Material:

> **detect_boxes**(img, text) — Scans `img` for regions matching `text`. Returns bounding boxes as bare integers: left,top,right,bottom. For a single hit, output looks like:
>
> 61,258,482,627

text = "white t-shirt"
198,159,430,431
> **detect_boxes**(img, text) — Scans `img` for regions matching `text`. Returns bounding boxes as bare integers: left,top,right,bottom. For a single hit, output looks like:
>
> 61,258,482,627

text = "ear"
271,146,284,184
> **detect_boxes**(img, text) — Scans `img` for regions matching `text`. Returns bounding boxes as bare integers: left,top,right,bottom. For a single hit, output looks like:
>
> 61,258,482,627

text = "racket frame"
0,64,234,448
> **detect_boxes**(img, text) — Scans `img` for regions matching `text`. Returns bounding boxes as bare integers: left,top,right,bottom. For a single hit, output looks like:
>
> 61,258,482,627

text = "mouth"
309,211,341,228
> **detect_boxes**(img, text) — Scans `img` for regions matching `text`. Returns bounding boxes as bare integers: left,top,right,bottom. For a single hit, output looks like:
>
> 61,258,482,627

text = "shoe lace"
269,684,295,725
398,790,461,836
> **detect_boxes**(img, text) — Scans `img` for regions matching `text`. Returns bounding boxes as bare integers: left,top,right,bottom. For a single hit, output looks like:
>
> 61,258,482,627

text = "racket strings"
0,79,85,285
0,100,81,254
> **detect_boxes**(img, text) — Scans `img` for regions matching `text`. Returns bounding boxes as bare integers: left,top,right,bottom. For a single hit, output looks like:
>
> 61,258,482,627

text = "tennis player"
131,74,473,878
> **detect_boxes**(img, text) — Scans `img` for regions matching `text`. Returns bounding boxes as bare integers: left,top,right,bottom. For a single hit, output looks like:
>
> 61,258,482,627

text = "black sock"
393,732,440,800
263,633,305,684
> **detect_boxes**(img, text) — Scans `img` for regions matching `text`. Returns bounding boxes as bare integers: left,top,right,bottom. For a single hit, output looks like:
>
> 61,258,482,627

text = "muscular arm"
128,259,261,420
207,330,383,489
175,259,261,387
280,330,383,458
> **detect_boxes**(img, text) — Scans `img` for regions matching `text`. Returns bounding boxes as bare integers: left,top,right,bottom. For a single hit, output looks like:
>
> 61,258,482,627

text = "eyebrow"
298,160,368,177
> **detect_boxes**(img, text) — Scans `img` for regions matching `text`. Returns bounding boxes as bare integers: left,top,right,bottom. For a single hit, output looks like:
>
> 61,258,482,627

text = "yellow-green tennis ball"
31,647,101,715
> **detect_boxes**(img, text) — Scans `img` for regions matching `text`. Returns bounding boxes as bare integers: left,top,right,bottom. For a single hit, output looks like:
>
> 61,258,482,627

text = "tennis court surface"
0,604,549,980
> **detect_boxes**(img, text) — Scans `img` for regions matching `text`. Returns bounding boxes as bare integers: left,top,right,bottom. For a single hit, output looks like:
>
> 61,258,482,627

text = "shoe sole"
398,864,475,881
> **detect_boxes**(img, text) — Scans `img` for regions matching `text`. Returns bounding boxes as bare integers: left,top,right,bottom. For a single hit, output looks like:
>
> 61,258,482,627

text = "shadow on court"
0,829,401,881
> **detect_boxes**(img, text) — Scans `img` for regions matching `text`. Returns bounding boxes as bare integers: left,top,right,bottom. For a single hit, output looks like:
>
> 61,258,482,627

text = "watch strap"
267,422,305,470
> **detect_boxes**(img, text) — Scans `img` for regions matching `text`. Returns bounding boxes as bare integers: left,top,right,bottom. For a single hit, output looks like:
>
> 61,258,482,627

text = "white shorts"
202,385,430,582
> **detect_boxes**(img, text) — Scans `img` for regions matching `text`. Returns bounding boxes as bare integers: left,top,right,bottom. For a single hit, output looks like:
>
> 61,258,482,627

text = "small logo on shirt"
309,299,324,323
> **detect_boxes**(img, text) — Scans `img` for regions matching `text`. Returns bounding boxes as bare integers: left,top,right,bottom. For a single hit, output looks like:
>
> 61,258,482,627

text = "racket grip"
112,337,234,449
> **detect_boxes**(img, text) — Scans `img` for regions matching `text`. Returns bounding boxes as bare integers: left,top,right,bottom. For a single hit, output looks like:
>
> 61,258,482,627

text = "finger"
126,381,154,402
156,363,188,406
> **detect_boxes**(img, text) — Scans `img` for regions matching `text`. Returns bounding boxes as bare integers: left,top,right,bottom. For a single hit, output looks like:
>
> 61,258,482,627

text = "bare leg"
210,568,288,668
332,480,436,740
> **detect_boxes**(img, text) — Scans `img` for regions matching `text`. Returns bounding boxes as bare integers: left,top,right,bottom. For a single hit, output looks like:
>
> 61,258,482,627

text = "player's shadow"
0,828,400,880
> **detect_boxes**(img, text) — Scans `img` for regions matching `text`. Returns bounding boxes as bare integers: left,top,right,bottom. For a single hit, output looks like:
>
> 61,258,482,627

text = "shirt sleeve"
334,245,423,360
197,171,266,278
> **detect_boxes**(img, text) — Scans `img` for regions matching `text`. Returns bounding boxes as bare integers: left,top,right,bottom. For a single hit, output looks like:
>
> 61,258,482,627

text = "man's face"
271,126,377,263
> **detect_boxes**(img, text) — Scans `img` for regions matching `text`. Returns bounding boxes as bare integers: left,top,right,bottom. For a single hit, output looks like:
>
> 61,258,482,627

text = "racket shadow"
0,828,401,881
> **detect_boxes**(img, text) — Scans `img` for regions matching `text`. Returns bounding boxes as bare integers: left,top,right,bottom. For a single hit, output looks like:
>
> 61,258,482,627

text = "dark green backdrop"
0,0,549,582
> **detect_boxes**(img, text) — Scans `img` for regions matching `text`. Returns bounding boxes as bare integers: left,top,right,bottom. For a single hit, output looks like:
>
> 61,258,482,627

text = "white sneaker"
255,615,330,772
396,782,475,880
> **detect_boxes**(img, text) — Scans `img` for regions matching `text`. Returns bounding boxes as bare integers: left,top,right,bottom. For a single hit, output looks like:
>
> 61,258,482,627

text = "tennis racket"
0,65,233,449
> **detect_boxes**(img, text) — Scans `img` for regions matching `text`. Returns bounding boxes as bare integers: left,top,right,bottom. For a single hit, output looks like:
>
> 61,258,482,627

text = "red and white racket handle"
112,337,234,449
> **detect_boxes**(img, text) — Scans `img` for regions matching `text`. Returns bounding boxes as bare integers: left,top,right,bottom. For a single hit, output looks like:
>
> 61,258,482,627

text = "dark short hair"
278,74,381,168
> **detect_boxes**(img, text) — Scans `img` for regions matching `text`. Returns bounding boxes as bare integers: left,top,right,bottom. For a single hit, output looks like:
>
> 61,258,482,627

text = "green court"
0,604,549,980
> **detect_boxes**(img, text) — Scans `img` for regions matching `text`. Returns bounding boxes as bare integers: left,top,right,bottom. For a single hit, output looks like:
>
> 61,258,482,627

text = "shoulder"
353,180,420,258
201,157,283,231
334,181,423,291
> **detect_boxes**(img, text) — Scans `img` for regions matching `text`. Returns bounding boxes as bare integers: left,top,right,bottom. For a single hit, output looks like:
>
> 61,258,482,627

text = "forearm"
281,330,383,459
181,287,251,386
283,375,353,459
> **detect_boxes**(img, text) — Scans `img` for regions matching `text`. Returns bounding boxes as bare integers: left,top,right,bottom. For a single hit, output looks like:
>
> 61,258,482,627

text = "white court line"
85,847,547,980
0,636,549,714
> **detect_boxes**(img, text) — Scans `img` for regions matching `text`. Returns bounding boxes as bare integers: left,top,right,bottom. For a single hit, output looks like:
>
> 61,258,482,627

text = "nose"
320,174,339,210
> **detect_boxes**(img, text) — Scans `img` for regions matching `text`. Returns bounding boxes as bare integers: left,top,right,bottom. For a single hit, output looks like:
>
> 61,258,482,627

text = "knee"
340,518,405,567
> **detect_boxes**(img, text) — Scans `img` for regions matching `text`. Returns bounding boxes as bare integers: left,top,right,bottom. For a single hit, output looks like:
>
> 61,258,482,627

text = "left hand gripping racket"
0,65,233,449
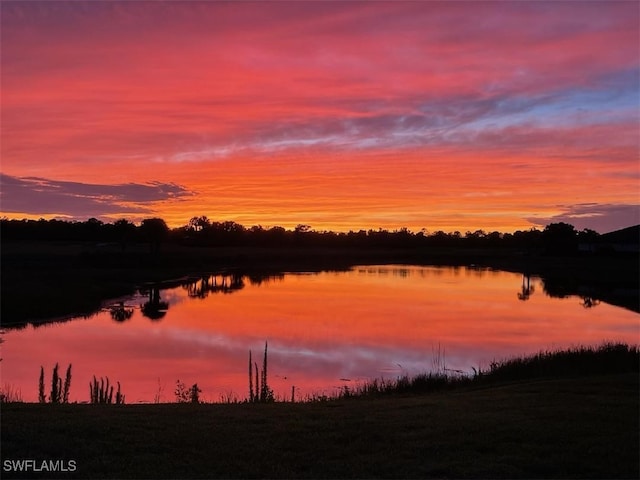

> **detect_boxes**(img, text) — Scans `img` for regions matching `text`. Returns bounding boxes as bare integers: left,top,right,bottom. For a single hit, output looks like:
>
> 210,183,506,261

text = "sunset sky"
0,0,640,233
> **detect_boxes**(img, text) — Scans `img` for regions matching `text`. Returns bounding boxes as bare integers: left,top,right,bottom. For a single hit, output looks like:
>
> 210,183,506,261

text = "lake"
0,265,640,403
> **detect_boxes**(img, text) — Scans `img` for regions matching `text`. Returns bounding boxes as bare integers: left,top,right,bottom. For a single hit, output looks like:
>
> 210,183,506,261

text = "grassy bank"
2,344,640,478
2,374,639,478
0,242,639,326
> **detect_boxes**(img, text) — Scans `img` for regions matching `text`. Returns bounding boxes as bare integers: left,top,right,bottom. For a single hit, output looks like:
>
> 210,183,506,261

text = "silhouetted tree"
113,218,136,252
542,222,578,254
140,218,169,254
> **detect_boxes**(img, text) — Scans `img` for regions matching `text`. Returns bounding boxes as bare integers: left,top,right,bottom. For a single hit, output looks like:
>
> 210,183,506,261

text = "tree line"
0,216,599,253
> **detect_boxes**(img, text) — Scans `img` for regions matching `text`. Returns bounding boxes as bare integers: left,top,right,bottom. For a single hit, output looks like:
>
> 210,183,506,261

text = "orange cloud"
0,2,640,231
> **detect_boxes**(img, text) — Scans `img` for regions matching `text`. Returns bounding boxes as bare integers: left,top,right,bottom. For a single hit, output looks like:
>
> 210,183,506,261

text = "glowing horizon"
0,1,640,233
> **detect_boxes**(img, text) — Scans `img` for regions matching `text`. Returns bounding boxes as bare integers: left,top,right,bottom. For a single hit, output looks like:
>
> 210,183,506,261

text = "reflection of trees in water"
182,273,244,298
182,273,284,298
140,287,169,320
518,274,535,301
109,302,133,322
581,296,600,308
542,276,640,313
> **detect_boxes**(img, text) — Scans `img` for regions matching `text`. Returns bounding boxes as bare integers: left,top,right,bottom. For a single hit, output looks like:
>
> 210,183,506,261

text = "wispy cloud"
0,1,640,230
0,174,192,218
528,203,640,233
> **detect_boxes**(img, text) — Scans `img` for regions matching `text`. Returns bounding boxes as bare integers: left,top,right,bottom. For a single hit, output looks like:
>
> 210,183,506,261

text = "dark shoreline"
0,242,640,328
2,373,640,479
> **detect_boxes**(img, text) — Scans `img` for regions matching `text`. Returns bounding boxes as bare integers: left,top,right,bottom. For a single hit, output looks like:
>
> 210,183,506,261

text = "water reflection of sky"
2,266,640,403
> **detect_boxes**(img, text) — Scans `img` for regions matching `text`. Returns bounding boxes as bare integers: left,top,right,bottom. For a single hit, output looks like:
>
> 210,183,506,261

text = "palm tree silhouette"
140,287,169,320
518,273,535,301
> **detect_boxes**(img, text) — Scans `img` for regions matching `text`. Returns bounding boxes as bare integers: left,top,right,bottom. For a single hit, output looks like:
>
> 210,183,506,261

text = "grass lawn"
2,372,640,478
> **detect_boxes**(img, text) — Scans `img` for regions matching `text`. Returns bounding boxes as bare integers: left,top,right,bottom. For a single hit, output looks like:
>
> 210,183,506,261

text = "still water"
0,266,640,403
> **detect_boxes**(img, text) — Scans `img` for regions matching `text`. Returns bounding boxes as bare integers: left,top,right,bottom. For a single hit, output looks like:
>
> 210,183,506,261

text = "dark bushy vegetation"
0,216,624,254
344,343,640,398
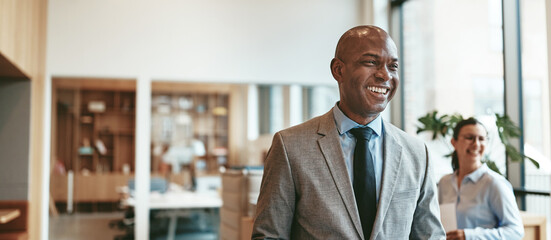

Exercise details:
Copy the records word for word, from the start of the records through the line that contains "198,159,430,431".

Written solution:
> **detect_boxes**(img, text) — Scans `img` for regions matching `text`. Returns bounding boxes as bare integers: left,top,right,bottom. For a single hit, output looks like:
>
> 61,258,482,627

text = "white t-shirt"
198,159,430,431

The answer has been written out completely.